Retype precisely the section of the data that starts at the line containing "Target: horse's back" and runs to its final line, ends included.

(Saved entries)
┄┄┄┄┄┄
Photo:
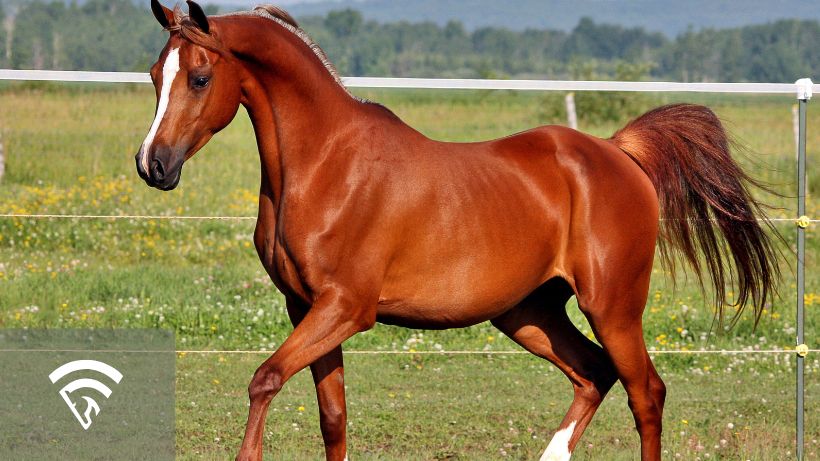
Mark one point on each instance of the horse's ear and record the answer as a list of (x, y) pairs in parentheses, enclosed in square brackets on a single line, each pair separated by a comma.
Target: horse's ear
[(199, 17), (164, 16)]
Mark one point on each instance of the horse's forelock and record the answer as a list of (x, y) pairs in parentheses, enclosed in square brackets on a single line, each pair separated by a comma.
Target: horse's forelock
[(189, 30)]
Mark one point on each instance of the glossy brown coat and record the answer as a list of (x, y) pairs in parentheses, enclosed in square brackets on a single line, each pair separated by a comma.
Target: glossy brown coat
[(362, 219)]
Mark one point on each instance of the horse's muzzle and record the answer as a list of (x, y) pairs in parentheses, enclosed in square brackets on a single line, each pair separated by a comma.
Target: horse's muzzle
[(163, 172)]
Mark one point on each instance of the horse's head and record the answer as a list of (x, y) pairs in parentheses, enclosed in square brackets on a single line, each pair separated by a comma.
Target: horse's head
[(198, 94)]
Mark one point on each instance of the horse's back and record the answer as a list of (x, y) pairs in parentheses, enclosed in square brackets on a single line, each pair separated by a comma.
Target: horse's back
[(499, 218)]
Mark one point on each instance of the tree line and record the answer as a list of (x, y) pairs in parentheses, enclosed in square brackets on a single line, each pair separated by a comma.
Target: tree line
[(117, 35)]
┄┄┄┄┄┄
* [Response area]:
Target: horse's back
[(499, 218)]
Mark one point on each instance of the tree line and record the answer as a list of (x, y) pairs in parentheses, enclosed in square brackets on a single line, each pair separated by a comma.
Target: tree line
[(117, 35)]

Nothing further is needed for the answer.